Given exercise
Please rewrite the lines of the entries starting with the line that contains "Trace the outline of every instance of the man's hand." and going on through the end of the entries, replacing "even-odd" with "nonzero" and leaving everything else unchanged.

....................

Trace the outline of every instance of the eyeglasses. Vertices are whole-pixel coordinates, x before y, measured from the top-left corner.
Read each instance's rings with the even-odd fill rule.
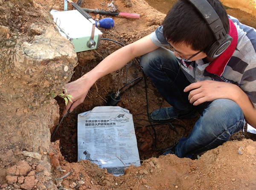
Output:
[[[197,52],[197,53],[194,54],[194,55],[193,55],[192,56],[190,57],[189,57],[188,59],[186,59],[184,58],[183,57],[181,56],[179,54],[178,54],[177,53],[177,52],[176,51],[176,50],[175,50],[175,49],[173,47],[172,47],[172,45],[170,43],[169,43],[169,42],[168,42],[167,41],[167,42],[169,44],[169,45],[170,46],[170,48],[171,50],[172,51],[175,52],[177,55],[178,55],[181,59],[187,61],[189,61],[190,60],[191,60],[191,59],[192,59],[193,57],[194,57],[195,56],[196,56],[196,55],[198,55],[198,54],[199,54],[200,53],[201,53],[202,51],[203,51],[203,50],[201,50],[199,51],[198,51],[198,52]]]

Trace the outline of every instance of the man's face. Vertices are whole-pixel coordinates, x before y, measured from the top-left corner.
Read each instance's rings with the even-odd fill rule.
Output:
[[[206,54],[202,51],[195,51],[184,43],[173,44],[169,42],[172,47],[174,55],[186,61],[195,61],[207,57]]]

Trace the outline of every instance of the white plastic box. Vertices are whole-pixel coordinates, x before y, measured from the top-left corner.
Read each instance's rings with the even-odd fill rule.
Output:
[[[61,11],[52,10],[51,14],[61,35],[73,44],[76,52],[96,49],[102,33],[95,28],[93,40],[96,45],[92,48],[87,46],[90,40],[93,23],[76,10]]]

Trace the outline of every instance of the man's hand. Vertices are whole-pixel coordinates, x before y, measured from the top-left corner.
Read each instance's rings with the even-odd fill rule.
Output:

....................

Exercise result
Trace the outline of every instance of the man's hand. Vertices are whole-pixel coordinates, x before y, measured from the top-left corner.
Read each instance's rings with the nonzero fill rule.
Output:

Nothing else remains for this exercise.